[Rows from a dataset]
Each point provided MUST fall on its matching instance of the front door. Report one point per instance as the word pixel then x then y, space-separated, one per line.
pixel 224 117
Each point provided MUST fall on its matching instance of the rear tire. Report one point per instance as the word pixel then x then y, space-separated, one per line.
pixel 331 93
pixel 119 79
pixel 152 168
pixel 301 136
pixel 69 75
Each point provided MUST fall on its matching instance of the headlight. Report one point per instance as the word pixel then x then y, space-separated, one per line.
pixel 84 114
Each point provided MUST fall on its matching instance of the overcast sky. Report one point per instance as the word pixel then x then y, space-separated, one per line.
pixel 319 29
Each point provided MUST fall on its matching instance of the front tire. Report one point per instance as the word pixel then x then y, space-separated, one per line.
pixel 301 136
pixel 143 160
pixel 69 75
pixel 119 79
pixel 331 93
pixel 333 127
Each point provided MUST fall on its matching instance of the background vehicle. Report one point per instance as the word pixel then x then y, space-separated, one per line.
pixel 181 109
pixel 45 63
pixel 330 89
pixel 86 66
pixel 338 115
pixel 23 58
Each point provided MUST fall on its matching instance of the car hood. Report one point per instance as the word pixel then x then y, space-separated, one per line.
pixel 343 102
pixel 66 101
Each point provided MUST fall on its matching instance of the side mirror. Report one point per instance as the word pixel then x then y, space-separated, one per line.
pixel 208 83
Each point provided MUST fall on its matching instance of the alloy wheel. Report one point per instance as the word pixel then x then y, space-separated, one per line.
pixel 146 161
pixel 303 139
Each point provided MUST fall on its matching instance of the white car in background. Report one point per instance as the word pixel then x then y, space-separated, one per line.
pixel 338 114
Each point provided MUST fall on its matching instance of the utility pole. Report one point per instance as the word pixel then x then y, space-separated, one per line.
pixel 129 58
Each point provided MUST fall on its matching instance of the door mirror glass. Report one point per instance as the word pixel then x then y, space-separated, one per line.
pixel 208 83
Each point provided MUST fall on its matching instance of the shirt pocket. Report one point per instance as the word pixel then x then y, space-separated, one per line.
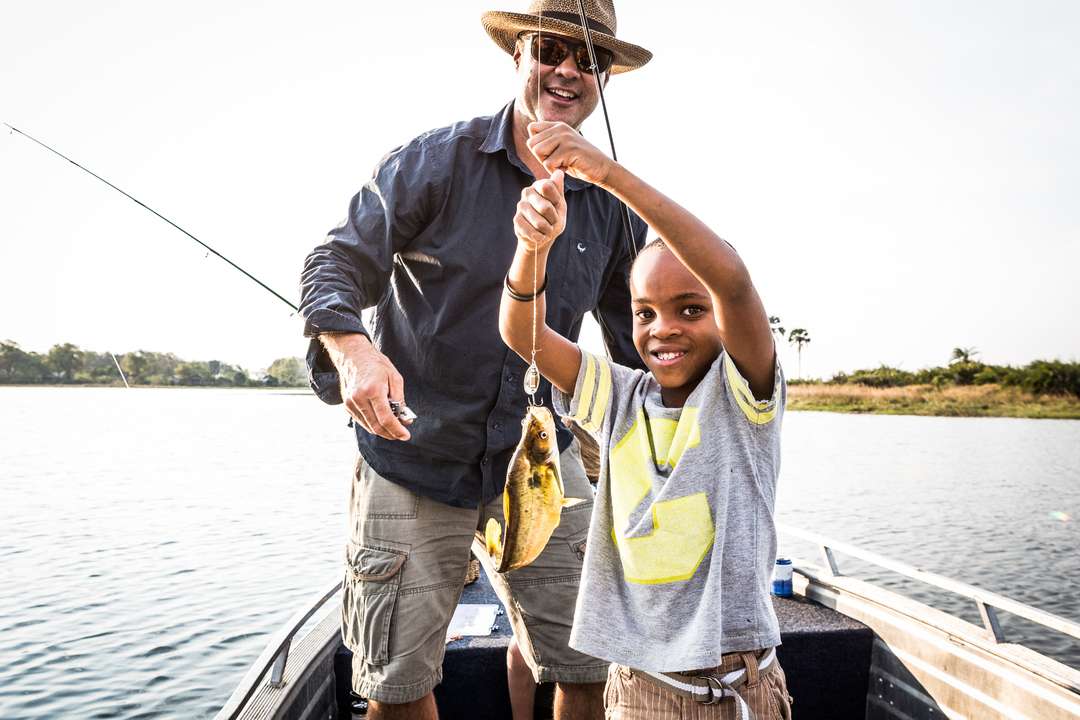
pixel 580 269
pixel 369 593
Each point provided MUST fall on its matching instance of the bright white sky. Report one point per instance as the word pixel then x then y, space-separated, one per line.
pixel 901 177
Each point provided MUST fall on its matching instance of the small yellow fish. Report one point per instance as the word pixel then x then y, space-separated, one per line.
pixel 534 498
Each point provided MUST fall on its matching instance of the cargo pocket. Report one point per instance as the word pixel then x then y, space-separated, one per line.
pixel 369 592
pixel 777 688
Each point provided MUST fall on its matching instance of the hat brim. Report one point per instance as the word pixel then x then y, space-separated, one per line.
pixel 505 27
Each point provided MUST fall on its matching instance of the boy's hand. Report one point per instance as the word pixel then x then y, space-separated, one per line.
pixel 541 213
pixel 557 146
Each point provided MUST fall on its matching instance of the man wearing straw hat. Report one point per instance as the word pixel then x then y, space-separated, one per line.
pixel 427 243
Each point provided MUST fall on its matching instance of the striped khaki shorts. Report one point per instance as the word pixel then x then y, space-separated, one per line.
pixel 631 695
pixel 405 567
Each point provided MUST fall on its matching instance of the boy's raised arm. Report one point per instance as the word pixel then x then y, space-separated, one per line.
pixel 740 314
pixel 540 218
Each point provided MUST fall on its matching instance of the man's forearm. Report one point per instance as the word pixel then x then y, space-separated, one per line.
pixel 343 345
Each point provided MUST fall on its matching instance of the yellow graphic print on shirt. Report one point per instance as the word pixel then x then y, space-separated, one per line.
pixel 682 528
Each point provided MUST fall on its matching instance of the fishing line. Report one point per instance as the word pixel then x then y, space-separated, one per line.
pixel 599 89
pixel 531 380
pixel 145 206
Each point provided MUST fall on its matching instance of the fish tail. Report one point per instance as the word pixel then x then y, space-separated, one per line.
pixel 493 539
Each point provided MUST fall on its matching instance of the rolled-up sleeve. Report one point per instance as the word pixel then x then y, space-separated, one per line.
pixel 351 270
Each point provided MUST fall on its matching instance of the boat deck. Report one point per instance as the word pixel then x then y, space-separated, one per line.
pixel 825 654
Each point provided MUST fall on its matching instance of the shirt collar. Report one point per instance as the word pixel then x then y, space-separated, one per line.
pixel 500 136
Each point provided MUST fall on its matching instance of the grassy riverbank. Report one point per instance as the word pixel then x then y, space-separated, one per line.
pixel 959 401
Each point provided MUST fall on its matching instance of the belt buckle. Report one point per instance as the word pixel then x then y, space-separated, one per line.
pixel 715 690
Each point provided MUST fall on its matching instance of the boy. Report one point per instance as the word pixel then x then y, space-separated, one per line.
pixel 674 589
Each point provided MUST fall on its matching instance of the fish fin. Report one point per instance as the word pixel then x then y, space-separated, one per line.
pixel 493 539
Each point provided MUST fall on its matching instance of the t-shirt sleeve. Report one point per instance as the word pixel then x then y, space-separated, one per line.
pixel 598 382
pixel 759 412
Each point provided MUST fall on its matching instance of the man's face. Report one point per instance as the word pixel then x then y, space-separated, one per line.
pixel 566 93
pixel 675 329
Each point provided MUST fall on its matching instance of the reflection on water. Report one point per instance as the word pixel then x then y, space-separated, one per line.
pixel 153 538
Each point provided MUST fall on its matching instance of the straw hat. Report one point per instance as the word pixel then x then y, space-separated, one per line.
pixel 562 17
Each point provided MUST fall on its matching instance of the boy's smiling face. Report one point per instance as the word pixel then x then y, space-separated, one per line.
pixel 675 329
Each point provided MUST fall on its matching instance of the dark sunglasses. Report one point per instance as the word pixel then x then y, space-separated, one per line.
pixel 552 51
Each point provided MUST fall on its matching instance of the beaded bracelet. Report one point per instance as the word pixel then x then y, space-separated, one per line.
pixel 525 298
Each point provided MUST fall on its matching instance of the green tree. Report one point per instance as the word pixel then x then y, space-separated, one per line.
pixel 17 365
pixel 65 361
pixel 288 371
pixel 962 355
pixel 799 337
pixel 193 374
pixel 775 326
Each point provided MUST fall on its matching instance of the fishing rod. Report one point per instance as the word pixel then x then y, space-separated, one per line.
pixel 145 206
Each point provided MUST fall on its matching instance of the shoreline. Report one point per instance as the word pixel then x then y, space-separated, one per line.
pixel 989 401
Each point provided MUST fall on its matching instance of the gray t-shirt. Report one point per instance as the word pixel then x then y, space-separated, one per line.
pixel 678 562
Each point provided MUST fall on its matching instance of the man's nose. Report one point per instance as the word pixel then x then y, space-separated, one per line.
pixel 568 66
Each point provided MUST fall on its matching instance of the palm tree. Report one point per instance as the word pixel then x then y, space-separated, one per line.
pixel 799 337
pixel 775 326
pixel 962 354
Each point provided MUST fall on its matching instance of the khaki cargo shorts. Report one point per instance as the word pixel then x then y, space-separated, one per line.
pixel 405 567
pixel 630 695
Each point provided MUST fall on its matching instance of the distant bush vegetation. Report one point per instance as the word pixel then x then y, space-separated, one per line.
pixel 68 364
pixel 1040 377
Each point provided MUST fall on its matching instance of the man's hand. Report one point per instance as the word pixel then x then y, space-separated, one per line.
pixel 557 146
pixel 368 382
pixel 541 214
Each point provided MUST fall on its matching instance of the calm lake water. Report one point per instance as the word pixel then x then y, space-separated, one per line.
pixel 150 540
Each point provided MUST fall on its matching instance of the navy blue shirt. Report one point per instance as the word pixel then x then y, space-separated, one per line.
pixel 427 243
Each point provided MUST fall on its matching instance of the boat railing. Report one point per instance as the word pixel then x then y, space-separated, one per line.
pixel 274 656
pixel 987 602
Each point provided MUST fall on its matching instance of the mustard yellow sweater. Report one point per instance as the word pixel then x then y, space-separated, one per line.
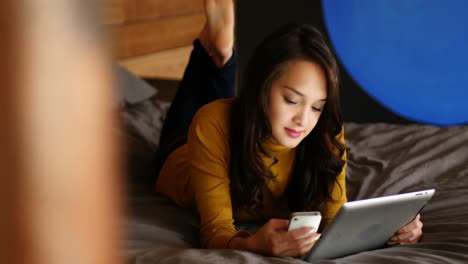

- **DIRECTIONS FOR THIS TASK**
Copy the lines of the entries above verbatim, starting at the line containing "the shirt pocket." and ending at the line containing "pixel 777 688", with both of those lines included. Omit the pictures from your copy.

- **EXERCISE RESPONSE**
Each point provided MUST fall on its matching instance of the shirt pocket. Report one point per instance as the word pixel then x then y, space-separated, one per line.
pixel 580 269
pixel 369 593
Each point provided MUST fall on its matching instance of the bright white sky. Report one point per instance as the word pixel then x then y, space-separated, one per line.
pixel 901 177
Each point provided MUST fall on its matching instance of the small yellow fish. Report one point per instance as the word pixel then x then y, space-separated, one per line.
pixel 534 498
Each point provided MUST fall on its matching instance of the cargo pocket. Report one point per instance as the word pixel then x then y, space-separated, one per line.
pixel 369 592
pixel 777 688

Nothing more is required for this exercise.